## Goal of the exercise
Copy out exactly every line from the line containing "Trace every instance of the purple" until the records below end, inclusive of both boundary lines.

## Entries provided
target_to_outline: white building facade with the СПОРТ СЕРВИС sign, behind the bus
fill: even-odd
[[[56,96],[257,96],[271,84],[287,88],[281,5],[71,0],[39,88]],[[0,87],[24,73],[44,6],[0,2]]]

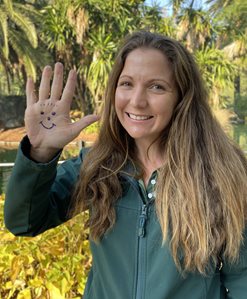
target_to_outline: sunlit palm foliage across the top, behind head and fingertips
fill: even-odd
[[[144,0],[0,1],[0,90],[24,92],[26,74],[39,77],[52,57],[63,62],[65,78],[77,70],[76,108],[97,112],[119,42],[148,29],[195,54],[219,108],[222,89],[234,81],[231,64],[246,69],[246,1],[207,2],[174,0],[162,8]]]

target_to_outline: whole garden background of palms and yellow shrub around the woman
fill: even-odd
[[[27,77],[38,87],[46,64],[62,62],[65,78],[76,69],[76,120],[100,110],[120,40],[139,29],[162,33],[193,53],[213,112],[247,154],[246,13],[246,0],[0,0],[0,298],[80,298],[91,264],[88,233],[81,233],[87,215],[31,240],[4,229],[4,192],[18,146],[11,134],[24,134]],[[85,134],[97,131],[93,125]]]

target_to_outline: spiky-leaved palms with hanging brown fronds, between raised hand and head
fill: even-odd
[[[66,72],[76,68],[77,105],[90,113],[98,110],[117,44],[127,33],[150,22],[155,9],[144,0],[56,0],[43,9],[42,40]],[[158,26],[158,25],[157,25]]]

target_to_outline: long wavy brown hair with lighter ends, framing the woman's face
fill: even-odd
[[[160,136],[166,159],[158,170],[155,205],[163,241],[169,233],[178,268],[205,273],[220,253],[231,262],[238,257],[247,219],[247,161],[214,118],[192,55],[171,38],[141,31],[122,44],[109,77],[99,137],[76,185],[73,214],[90,209],[88,226],[95,241],[116,221],[119,173],[127,161],[138,160],[134,141],[115,112],[115,90],[126,57],[142,47],[158,49],[169,59],[179,95]]]

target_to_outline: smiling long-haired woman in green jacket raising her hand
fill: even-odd
[[[70,123],[75,72],[63,93],[62,77],[56,64],[50,91],[46,67],[38,97],[27,83],[7,228],[34,236],[89,209],[84,299],[246,298],[247,162],[212,116],[191,54],[158,34],[130,35],[97,142],[57,169],[61,149],[97,120]]]

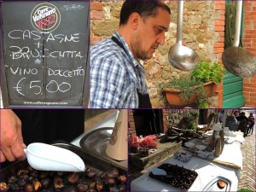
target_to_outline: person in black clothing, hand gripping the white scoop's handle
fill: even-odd
[[[84,133],[82,109],[0,109],[0,120],[1,162],[25,160],[30,143],[71,142]]]

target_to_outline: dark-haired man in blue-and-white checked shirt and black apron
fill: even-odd
[[[90,108],[152,108],[139,60],[165,42],[171,10],[160,1],[125,1],[118,32],[90,50]]]

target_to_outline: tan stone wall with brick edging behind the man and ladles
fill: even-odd
[[[90,6],[90,44],[112,36],[119,26],[122,1],[93,1]],[[148,92],[153,108],[168,107],[160,83],[179,78],[188,72],[172,67],[168,51],[176,43],[177,1],[165,1],[171,8],[171,25],[166,32],[166,42],[156,50],[154,57],[144,61]],[[224,51],[224,0],[185,1],[183,15],[183,45],[194,49],[201,60],[221,61]],[[209,99],[210,108],[222,107],[223,87],[218,86],[218,96]]]

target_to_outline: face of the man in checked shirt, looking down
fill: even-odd
[[[140,18],[136,34],[131,38],[131,49],[137,59],[152,58],[159,44],[165,43],[165,32],[170,25],[170,15],[165,9],[158,8],[157,15]]]

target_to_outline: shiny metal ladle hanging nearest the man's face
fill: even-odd
[[[169,50],[168,59],[173,67],[189,71],[196,67],[199,56],[194,50],[182,45],[183,3],[183,0],[180,0],[177,4],[177,40]]]

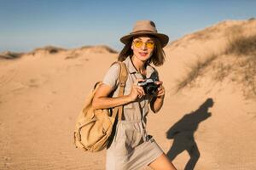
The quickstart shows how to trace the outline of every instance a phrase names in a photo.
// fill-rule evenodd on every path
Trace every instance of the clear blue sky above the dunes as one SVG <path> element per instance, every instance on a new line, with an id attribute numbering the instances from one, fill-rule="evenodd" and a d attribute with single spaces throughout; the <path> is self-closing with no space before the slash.
<path id="1" fill-rule="evenodd" d="M 101 44 L 120 50 L 119 38 L 137 20 L 153 20 L 172 42 L 223 20 L 256 17 L 255 7 L 253 0 L 0 0 L 0 52 Z"/>

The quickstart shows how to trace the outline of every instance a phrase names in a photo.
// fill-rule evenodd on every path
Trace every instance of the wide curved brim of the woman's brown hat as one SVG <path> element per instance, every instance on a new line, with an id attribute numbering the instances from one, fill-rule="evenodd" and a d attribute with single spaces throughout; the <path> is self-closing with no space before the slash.
<path id="1" fill-rule="evenodd" d="M 167 43 L 169 42 L 169 37 L 166 36 L 166 34 L 161 34 L 161 33 L 157 33 L 157 32 L 135 32 L 135 33 L 126 35 L 124 37 L 121 37 L 120 41 L 126 44 L 126 43 L 130 42 L 131 37 L 141 36 L 141 35 L 152 35 L 154 37 L 159 38 L 162 48 L 164 48 L 167 45 Z"/>

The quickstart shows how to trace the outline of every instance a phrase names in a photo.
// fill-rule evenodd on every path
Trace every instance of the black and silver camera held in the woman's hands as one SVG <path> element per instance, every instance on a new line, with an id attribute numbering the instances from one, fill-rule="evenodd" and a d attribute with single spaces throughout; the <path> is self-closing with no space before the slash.
<path id="1" fill-rule="evenodd" d="M 137 85 L 143 87 L 145 94 L 156 95 L 157 88 L 159 88 L 159 85 L 155 83 L 157 81 L 157 79 L 146 78 L 144 82 L 138 82 Z"/>

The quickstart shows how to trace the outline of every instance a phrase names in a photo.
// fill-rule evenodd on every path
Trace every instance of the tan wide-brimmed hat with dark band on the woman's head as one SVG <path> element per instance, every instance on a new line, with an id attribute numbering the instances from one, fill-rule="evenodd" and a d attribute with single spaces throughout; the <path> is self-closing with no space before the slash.
<path id="1" fill-rule="evenodd" d="M 131 33 L 124 37 L 121 37 L 120 41 L 126 44 L 130 41 L 131 37 L 139 35 L 152 35 L 159 38 L 162 44 L 162 48 L 165 47 L 169 41 L 169 37 L 166 34 L 161 34 L 157 32 L 154 22 L 151 20 L 138 20 L 135 23 L 135 26 L 133 27 Z"/>

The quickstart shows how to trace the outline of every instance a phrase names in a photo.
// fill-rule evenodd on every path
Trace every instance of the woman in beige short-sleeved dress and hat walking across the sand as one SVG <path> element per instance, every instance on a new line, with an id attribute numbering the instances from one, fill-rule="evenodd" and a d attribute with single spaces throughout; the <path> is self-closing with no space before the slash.
<path id="1" fill-rule="evenodd" d="M 157 71 L 149 64 L 159 66 L 164 63 L 162 48 L 168 40 L 165 34 L 157 32 L 151 20 L 137 21 L 133 31 L 120 38 L 125 47 L 119 54 L 119 61 L 125 63 L 128 71 L 124 96 L 117 97 L 120 68 L 114 64 L 108 69 L 92 103 L 96 109 L 124 106 L 122 120 L 117 122 L 113 141 L 107 149 L 107 170 L 137 170 L 147 165 L 153 169 L 176 169 L 146 130 L 148 105 L 154 113 L 160 111 L 163 105 L 163 82 L 154 81 L 158 87 L 154 95 L 138 85 L 146 78 L 158 79 Z"/>

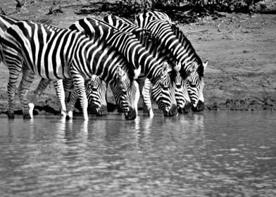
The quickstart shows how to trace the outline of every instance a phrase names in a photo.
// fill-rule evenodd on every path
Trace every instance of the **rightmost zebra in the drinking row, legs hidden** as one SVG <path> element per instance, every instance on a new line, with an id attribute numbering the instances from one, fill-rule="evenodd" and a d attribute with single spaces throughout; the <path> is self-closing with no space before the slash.
<path id="1" fill-rule="evenodd" d="M 149 30 L 153 37 L 160 40 L 165 46 L 167 53 L 175 61 L 181 63 L 180 74 L 183 79 L 187 79 L 187 91 L 192 103 L 193 111 L 204 109 L 203 98 L 203 73 L 208 61 L 203 63 L 197 55 L 191 42 L 184 36 L 182 31 L 170 18 L 158 13 L 142 13 L 136 16 L 135 24 Z"/>

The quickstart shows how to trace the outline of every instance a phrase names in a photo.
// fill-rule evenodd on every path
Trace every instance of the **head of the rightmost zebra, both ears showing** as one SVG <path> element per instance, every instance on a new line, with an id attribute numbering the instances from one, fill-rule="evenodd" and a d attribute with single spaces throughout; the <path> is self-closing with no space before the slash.
<path id="1" fill-rule="evenodd" d="M 202 73 L 206 69 L 207 63 L 208 61 L 206 61 L 206 63 L 203 63 Z M 199 66 L 196 62 L 192 63 L 192 67 L 196 68 L 197 71 L 193 72 L 189 77 L 187 77 L 187 90 L 192 103 L 192 111 L 200 112 L 204 110 L 203 74 L 201 74 L 201 72 L 198 72 Z"/>

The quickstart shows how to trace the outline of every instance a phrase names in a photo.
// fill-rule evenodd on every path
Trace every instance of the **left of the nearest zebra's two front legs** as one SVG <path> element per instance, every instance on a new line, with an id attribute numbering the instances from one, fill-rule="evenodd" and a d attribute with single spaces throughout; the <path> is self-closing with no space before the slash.
<path id="1" fill-rule="evenodd" d="M 66 117 L 66 105 L 65 105 L 65 93 L 63 89 L 63 82 L 62 80 L 55 80 L 54 87 L 56 89 L 56 95 L 58 96 L 58 101 L 61 106 L 61 117 Z"/>

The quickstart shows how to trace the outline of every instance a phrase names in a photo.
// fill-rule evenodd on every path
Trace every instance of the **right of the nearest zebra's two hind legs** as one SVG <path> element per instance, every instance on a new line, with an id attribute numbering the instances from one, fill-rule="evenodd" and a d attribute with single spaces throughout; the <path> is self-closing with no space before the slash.
<path id="1" fill-rule="evenodd" d="M 23 105 L 23 118 L 30 119 L 32 118 L 32 115 L 29 113 L 27 91 L 30 89 L 31 84 L 35 79 L 35 73 L 27 68 L 23 68 L 22 72 L 23 75 L 18 87 L 18 95 L 20 98 L 20 103 Z"/>

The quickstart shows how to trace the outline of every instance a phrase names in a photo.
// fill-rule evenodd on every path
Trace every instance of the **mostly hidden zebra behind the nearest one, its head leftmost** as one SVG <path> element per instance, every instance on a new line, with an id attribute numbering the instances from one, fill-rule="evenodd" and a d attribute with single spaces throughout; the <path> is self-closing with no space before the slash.
<path id="1" fill-rule="evenodd" d="M 20 20 L 15 18 L 10 18 L 6 15 L 0 15 L 0 37 L 3 37 L 4 32 L 8 27 L 11 27 L 14 23 L 19 22 Z M 1 55 L 0 55 L 0 63 L 1 63 Z M 92 79 L 85 82 L 85 91 L 88 98 L 88 103 L 92 106 L 92 109 L 96 111 L 97 116 L 106 115 L 107 114 L 107 102 L 106 102 L 106 84 L 97 77 L 96 75 L 92 75 Z M 29 103 L 29 113 L 30 117 L 33 117 L 33 110 L 35 108 L 34 103 L 37 101 L 39 96 L 42 94 L 44 89 L 48 86 L 49 82 L 51 80 L 42 79 L 37 89 L 34 91 L 34 95 L 31 97 L 31 101 Z M 68 83 L 68 80 L 63 80 L 63 87 L 65 87 L 65 91 L 72 91 L 72 84 L 73 81 L 70 80 Z M 97 88 L 91 89 L 92 87 L 97 86 Z M 66 92 L 65 92 L 66 93 Z M 73 101 L 76 98 L 73 98 Z M 100 100 L 99 100 L 100 99 Z M 68 98 L 68 101 L 70 101 L 70 98 Z M 63 102 L 63 101 L 62 101 Z M 62 106 L 65 106 L 65 103 L 62 104 Z"/>

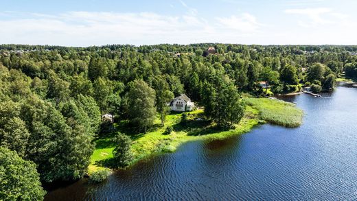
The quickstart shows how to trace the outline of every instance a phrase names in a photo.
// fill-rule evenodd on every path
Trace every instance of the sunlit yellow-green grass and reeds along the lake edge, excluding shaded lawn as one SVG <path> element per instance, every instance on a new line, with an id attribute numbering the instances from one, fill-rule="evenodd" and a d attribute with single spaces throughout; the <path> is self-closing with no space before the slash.
<path id="1" fill-rule="evenodd" d="M 131 167 L 137 162 L 153 156 L 154 154 L 175 152 L 183 143 L 187 143 L 189 141 L 213 141 L 227 139 L 235 135 L 251 132 L 255 126 L 264 123 L 271 123 L 287 128 L 295 128 L 300 126 L 302 123 L 303 111 L 292 103 L 284 102 L 278 99 L 266 98 L 245 98 L 245 101 L 248 103 L 246 104 L 244 117 L 240 123 L 234 125 L 234 129 L 230 130 L 196 128 L 194 132 L 199 132 L 197 135 L 192 135 L 192 130 L 185 129 L 174 131 L 172 134 L 163 135 L 162 133 L 165 131 L 167 126 L 176 126 L 179 124 L 182 113 L 168 115 L 168 120 L 164 127 L 154 130 L 153 132 L 150 131 L 147 134 L 143 134 L 141 137 L 133 140 L 132 150 L 135 158 L 128 167 Z M 289 122 L 276 121 L 277 118 L 281 117 L 281 114 L 283 113 L 288 113 L 286 116 L 290 118 L 288 119 Z M 203 115 L 203 110 L 195 110 L 187 113 L 187 115 L 197 117 L 197 115 Z M 200 134 L 200 132 L 203 132 L 203 134 Z M 132 136 L 132 138 L 133 137 L 136 138 L 136 136 Z M 105 147 L 102 149 L 96 149 L 95 152 L 93 152 L 91 156 L 91 165 L 88 167 L 89 175 L 100 169 L 109 169 L 111 172 L 115 171 L 115 169 L 102 167 L 96 164 L 97 162 L 111 158 L 112 150 L 113 147 Z M 94 156 L 97 155 L 101 155 L 102 157 L 95 158 Z M 128 167 L 122 169 L 126 169 Z"/>

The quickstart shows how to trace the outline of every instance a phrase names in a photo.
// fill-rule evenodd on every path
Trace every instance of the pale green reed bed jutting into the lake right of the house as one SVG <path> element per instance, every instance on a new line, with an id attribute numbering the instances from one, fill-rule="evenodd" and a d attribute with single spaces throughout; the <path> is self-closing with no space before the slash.
<path id="1" fill-rule="evenodd" d="M 294 128 L 303 121 L 303 111 L 295 104 L 277 99 L 246 98 L 246 104 L 260 111 L 260 118 L 269 123 Z"/>

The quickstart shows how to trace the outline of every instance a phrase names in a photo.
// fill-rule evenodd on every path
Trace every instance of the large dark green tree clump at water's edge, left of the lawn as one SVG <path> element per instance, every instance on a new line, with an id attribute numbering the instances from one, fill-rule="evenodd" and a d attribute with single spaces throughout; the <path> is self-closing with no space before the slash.
<path id="1" fill-rule="evenodd" d="M 93 136 L 83 115 L 73 102 L 64 117 L 54 106 L 32 98 L 21 107 L 22 119 L 29 128 L 27 159 L 38 165 L 41 180 L 73 180 L 81 178 L 93 152 Z"/>

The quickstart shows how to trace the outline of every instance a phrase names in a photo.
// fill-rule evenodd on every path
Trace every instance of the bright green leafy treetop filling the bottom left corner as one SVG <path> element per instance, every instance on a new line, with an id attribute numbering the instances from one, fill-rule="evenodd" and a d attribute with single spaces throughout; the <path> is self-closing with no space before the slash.
<path id="1" fill-rule="evenodd" d="M 36 165 L 0 147 L 0 200 L 43 200 Z"/>

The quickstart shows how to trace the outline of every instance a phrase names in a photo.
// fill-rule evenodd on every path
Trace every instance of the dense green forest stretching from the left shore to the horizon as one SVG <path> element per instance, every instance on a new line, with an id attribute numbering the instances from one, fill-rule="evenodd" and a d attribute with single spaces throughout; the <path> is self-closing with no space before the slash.
<path id="1" fill-rule="evenodd" d="M 242 93 L 332 91 L 336 78 L 357 78 L 356 53 L 357 46 L 0 45 L 0 200 L 38 199 L 41 182 L 82 178 L 93 138 L 114 129 L 102 115 L 145 133 L 157 116 L 164 125 L 167 103 L 185 93 L 218 127 L 230 126 L 242 118 Z M 117 137 L 117 167 L 130 161 L 128 140 Z M 16 182 L 23 188 L 10 191 Z"/>

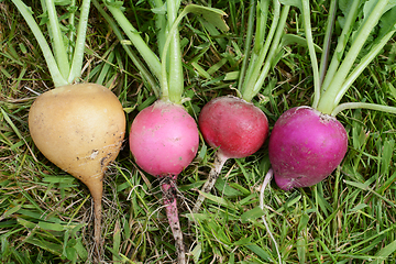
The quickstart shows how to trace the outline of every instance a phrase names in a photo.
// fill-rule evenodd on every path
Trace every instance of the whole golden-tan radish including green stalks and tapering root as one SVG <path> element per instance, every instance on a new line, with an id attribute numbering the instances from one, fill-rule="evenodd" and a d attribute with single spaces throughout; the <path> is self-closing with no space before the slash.
<path id="1" fill-rule="evenodd" d="M 42 1 L 43 11 L 48 15 L 54 53 L 30 8 L 21 0 L 12 1 L 34 33 L 55 84 L 55 89 L 33 102 L 29 113 L 30 133 L 45 157 L 89 188 L 95 205 L 94 240 L 99 262 L 102 182 L 107 166 L 121 150 L 125 117 L 120 101 L 108 88 L 97 84 L 74 85 L 81 75 L 90 1 L 81 3 L 77 37 L 69 32 L 69 46 L 65 46 L 66 35 L 61 31 L 55 2 Z M 73 3 L 70 8 L 75 8 Z M 74 14 L 70 29 L 73 21 Z"/>

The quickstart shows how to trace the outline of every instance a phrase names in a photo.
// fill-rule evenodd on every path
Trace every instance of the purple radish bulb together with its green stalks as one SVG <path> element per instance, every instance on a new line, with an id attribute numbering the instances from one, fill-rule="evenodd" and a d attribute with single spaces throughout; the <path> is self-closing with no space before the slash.
<path id="1" fill-rule="evenodd" d="M 274 178 L 279 188 L 284 190 L 316 185 L 329 176 L 342 162 L 348 148 L 348 134 L 343 125 L 336 119 L 340 111 L 367 108 L 396 112 L 396 108 L 373 103 L 345 102 L 339 105 L 353 81 L 396 31 L 395 3 L 380 0 L 375 4 L 366 2 L 364 9 L 361 9 L 360 6 L 361 1 L 359 0 L 351 1 L 349 9 L 342 9 L 343 7 L 340 6 L 345 15 L 344 24 L 331 63 L 327 68 L 328 43 L 337 12 L 337 2 L 331 1 L 326 33 L 327 41 L 319 69 L 309 22 L 309 2 L 308 0 L 301 1 L 299 8 L 302 10 L 305 32 L 314 67 L 315 97 L 311 108 L 293 108 L 283 113 L 275 123 L 270 138 L 268 152 Z M 363 19 L 359 22 L 359 29 L 354 31 L 358 18 Z M 367 37 L 378 23 L 386 26 L 382 26 L 376 38 L 366 44 L 370 46 L 370 51 L 351 70 Z M 352 33 L 354 33 L 353 37 L 350 37 Z M 374 37 L 374 35 L 372 36 Z M 345 51 L 346 44 L 350 44 L 349 51 Z"/>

## Output below
Trace every instance of the purple radish bulb together with its green stalks as one SVG <path> element per instance, every instance on a new line, with an id attribute numbering the instances from one, fill-rule="evenodd" and a d attribute with single spaces throughout; the <path> is self-closing with no space before the slash.
<path id="1" fill-rule="evenodd" d="M 274 178 L 279 188 L 284 190 L 316 185 L 329 176 L 342 162 L 348 148 L 348 134 L 343 125 L 336 119 L 340 111 L 367 108 L 396 112 L 396 108 L 373 103 L 345 102 L 339 105 L 353 81 L 396 31 L 395 3 L 380 0 L 375 4 L 366 2 L 364 9 L 361 9 L 360 6 L 361 1 L 359 0 L 351 1 L 349 9 L 342 9 L 343 7 L 340 6 L 345 15 L 344 24 L 331 63 L 327 68 L 328 43 L 337 12 L 337 2 L 331 1 L 326 33 L 327 41 L 319 69 L 309 22 L 309 2 L 308 0 L 301 1 L 299 8 L 302 10 L 305 32 L 314 67 L 315 97 L 311 108 L 293 108 L 283 113 L 275 123 L 270 138 L 268 152 Z M 363 19 L 359 22 L 359 29 L 354 31 L 358 18 Z M 367 37 L 378 23 L 386 26 L 382 26 L 376 38 L 366 44 L 370 46 L 370 51 L 351 70 Z M 352 33 L 354 33 L 353 37 L 350 37 Z M 374 37 L 374 35 L 372 36 Z M 345 51 L 346 44 L 350 44 L 349 51 Z"/>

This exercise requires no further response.